Work to complete: Return every line of the records below that contains the word "short".

Dataset records:
+---+

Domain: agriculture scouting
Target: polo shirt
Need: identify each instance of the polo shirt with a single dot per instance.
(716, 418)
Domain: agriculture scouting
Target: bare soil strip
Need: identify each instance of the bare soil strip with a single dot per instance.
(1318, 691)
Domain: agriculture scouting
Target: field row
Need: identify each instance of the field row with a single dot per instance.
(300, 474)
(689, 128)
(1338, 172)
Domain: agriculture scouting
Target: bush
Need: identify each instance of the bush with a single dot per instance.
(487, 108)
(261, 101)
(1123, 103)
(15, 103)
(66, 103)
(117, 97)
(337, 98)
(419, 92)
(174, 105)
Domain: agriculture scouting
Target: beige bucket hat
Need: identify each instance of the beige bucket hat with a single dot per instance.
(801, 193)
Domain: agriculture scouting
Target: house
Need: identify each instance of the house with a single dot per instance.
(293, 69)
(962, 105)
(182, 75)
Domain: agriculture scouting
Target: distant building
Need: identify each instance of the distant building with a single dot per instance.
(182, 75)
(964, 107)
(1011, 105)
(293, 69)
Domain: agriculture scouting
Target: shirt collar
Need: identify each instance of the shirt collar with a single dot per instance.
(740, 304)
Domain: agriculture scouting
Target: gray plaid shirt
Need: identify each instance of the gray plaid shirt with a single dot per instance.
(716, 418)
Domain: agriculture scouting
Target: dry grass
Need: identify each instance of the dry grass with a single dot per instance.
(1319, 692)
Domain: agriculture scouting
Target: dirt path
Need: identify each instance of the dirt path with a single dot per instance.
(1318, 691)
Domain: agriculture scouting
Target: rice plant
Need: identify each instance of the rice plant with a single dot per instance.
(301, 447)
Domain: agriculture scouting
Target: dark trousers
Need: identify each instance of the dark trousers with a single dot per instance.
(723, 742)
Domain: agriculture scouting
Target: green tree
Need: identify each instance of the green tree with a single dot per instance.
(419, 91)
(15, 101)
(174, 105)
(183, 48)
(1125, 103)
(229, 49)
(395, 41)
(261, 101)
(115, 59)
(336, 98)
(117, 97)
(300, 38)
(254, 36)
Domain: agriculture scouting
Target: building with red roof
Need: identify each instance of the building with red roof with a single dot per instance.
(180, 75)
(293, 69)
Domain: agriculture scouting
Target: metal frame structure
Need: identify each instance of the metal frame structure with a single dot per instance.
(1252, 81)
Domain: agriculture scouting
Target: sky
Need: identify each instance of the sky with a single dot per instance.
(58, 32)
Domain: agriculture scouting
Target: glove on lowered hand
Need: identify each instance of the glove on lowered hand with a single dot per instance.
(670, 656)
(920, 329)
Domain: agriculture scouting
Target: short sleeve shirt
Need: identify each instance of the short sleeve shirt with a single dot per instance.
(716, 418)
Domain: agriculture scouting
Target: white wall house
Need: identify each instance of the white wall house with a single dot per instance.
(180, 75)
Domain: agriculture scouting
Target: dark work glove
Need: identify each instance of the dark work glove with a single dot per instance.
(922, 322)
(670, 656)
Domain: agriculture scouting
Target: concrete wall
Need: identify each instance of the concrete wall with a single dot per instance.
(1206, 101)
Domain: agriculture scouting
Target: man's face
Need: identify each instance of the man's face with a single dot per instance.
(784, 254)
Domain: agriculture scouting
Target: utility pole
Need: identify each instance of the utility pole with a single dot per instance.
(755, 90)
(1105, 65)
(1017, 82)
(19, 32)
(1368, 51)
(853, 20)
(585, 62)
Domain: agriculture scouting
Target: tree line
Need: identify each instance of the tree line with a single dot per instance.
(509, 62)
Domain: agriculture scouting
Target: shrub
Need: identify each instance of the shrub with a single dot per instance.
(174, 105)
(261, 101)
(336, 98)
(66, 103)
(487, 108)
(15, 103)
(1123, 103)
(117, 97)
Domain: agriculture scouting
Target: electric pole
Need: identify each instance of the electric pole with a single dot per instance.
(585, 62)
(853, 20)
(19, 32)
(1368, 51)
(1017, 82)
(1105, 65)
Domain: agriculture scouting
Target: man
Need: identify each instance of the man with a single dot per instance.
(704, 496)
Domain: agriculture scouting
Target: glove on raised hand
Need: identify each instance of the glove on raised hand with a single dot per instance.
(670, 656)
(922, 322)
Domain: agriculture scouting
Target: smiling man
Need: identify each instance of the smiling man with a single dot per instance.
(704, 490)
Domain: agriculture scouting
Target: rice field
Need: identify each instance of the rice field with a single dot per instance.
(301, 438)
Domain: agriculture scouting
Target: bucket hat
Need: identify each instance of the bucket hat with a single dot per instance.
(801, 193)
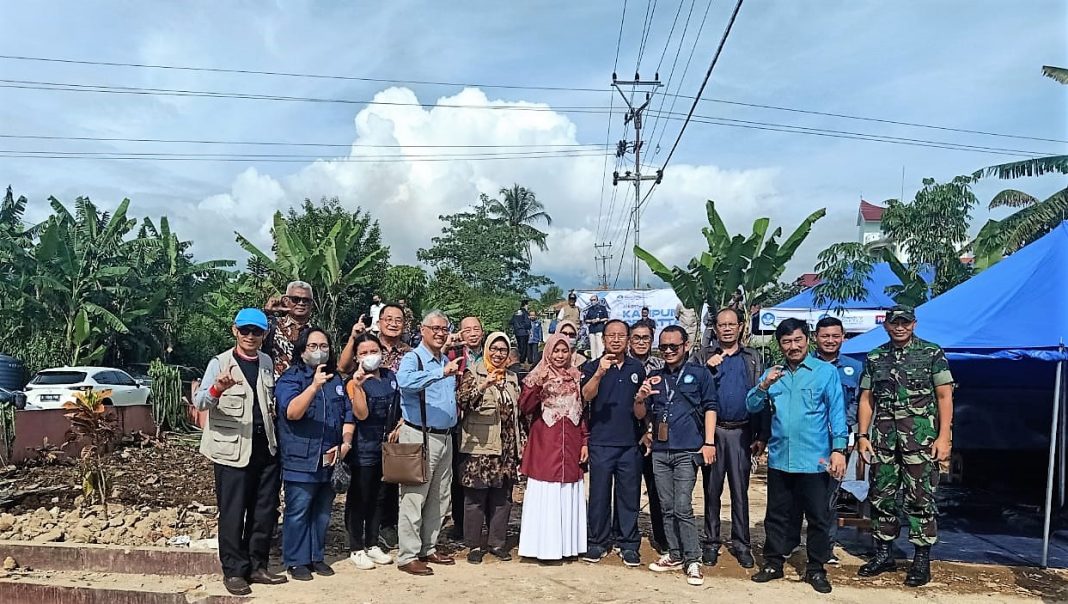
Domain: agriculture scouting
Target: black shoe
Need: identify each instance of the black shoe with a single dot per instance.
(818, 581)
(768, 573)
(920, 572)
(744, 558)
(236, 585)
(881, 562)
(264, 577)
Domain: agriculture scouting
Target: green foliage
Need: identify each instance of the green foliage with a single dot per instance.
(170, 409)
(486, 252)
(408, 283)
(735, 271)
(335, 252)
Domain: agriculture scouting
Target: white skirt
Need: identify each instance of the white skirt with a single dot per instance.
(554, 520)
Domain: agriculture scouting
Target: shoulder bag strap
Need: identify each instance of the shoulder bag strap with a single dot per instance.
(422, 412)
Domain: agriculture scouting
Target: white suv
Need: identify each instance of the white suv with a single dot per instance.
(51, 387)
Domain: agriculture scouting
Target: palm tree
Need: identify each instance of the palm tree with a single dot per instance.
(520, 209)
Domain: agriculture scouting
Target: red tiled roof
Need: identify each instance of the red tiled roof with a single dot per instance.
(872, 212)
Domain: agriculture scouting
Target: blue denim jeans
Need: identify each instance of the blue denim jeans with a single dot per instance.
(305, 521)
(676, 473)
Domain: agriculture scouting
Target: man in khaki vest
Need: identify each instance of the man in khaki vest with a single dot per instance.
(238, 393)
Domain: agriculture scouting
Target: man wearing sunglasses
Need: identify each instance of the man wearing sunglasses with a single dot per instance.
(740, 434)
(238, 393)
(294, 311)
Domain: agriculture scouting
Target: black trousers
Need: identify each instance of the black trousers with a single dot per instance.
(248, 509)
(486, 507)
(522, 343)
(733, 465)
(363, 506)
(789, 496)
(457, 489)
(656, 514)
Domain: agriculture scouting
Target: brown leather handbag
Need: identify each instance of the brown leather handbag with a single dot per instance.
(406, 463)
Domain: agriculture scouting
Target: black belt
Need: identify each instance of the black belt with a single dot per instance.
(732, 425)
(444, 431)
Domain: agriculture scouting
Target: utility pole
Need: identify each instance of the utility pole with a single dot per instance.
(603, 260)
(634, 114)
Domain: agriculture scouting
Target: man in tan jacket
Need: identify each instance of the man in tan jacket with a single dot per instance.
(238, 393)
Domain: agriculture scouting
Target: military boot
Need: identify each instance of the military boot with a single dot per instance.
(920, 572)
(882, 561)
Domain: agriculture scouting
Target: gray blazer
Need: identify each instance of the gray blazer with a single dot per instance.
(228, 436)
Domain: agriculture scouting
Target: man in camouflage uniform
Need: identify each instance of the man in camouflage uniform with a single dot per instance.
(907, 402)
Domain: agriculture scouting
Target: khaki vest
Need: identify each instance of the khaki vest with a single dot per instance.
(482, 426)
(228, 435)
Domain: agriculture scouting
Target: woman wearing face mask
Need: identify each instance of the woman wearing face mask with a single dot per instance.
(489, 447)
(570, 332)
(554, 507)
(373, 391)
(315, 429)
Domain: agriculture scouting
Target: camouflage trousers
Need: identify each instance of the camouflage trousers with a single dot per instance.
(904, 479)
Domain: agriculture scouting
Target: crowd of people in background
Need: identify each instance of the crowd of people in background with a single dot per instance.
(506, 420)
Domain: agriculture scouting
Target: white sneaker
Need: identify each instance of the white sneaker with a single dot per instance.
(378, 556)
(665, 563)
(361, 560)
(693, 575)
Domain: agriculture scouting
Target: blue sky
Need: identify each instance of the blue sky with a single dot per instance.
(959, 64)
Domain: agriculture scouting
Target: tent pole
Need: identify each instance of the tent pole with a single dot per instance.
(1049, 471)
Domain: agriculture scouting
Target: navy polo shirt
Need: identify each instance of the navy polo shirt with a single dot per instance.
(732, 386)
(381, 394)
(694, 395)
(612, 420)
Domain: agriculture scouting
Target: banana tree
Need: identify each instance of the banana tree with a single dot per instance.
(324, 263)
(735, 270)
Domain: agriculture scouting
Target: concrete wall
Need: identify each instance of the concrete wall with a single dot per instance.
(33, 427)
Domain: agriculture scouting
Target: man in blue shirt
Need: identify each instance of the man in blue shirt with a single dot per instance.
(680, 398)
(807, 433)
(609, 384)
(426, 372)
(596, 319)
(738, 435)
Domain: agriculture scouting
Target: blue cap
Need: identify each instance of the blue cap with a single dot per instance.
(251, 317)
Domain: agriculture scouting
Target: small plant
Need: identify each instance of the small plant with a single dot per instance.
(92, 425)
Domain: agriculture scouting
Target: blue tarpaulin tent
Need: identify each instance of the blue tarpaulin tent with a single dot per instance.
(1016, 310)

+---+

Finished task:
Target: short sleeve shirt
Need: identify each instance of the short sleeve shirt with a single dot per instance.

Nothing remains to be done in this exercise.